» **Petit exercice**: Reproduisez mot pour mot le passage de la critique des Princes de Sambalpur qui commence à « C’est, il faut » et se termine à « d’émancipation des Indiens. ».

» **Texte à lire**:
----

Les princes de Sambalpur, d’Abir Mukherjee

Publié le par Yan

C’est, il faut dire, avec joie que l’on retrouve le capitaine Sam Wyndham et son adjoint, le sergent Satyendra Banerjee, à Calcutta, fusse pour les voir échouer à empêcher l’assassinat du prince héritier du petit royaume de Sambalpur. Une affaire d’autant embarrassante qu’avec d’autres dignitaires de divers États indiens, le fils du maharaja devait signer un accord avec le vice-roi des Indes, renforçant ainsi un peu l’emprise sur le sous-continent d’un Empire britannique en butte à de plus en plus fortes velléités d’émancipation des Indiens.

Autant dire que Wyndham, toujours par ailleurs taraudé par son addiction à l’opium et à la belle Annie, se trouve alors sur la sellette et qu’il convient pour lui de redorer son blason. L’assassin est-il, comme on le soupçonne, un fanatique religieux ? Ou un complot politique est-il à l’œuvre à Sambalpur ?

Du train du départ alors qu’arrive la mousson jusqu’à un chasse au tigre à dos d’éléphant en passant par les couloirs du palais de Sambalpur, le harem bruissant de rumeurs ou les marches du temple de Jagannath, Abir Mukherjee nous immerge de nouveau dans l’Inde coloniale des années 1920 et c’est un plaisir.

Il y a l’enquête, bien entendu, avec ses rebondissements, ses fausses pistes et des suspects nombreux et ambivalents, mais il y a aussi de purs moments d’aventure et surtout un cadre historique qui n’est pas un décor de carton-pâte mais, à part égale avec l’intrigue, un sujet central du livre et – plus généralement – de la série de romans dans laquelle Abir Mukherjee s’est lancé. Il arrive ainsi à ce parfait équilibre entre le divertissement et une histoire édifiante qui traite bien entendu du colonialisme et d’un Empire en sursis, mais aussi des tiraillements des Indiens. Entre deux mondes, Satyendra Banerjee incarne à sa manière cette complexité, et son duo avec Wyndham fonctionne encore à merveille. L’Indien flegmatique et l’Écossais torturé et dominé par ses émotions forment un attelage qui joue avec subtilité avec les clichés.

----

» **Données fournies**:

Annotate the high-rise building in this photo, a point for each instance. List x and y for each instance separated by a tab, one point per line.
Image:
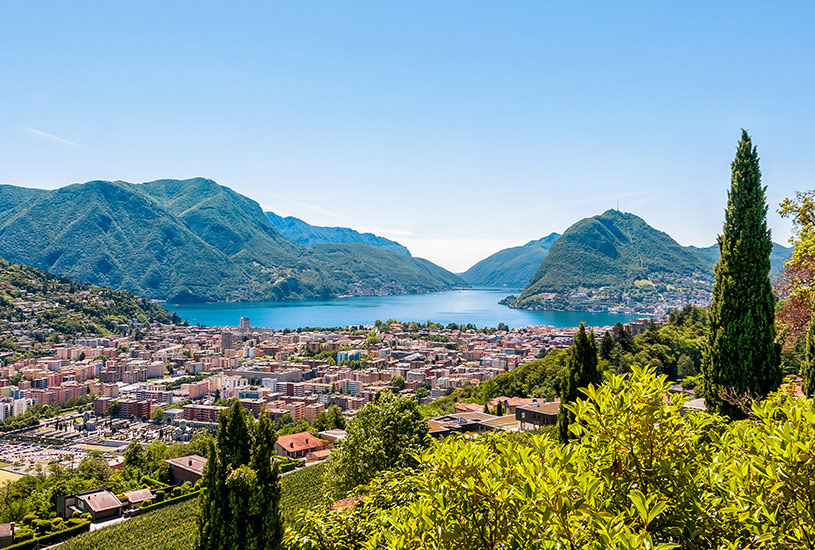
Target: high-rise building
227	340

----

» **Réponse à l'exercice**:
C’est, il faut dire, avec joie que l’on retrouve le capitaine Sam Wyndham et son adjoint, le sergent Satyendra Banerjee, à Calcutta, fusse pour les voir échouer à empêcher l’assassinat du prince héritier du petit royaume de Sambalpur. Une affaire d’autant embarrassante qu’avec d’autres dignitaires de divers États indiens, le fils du maharaja devait signer un accord avec le vice-roi des Indes, renforçant ainsi un peu l’emprise sur le sous-continent d’un Empire britannique en butte à de plus en plus fortes velléités d’émancipation des Indiens.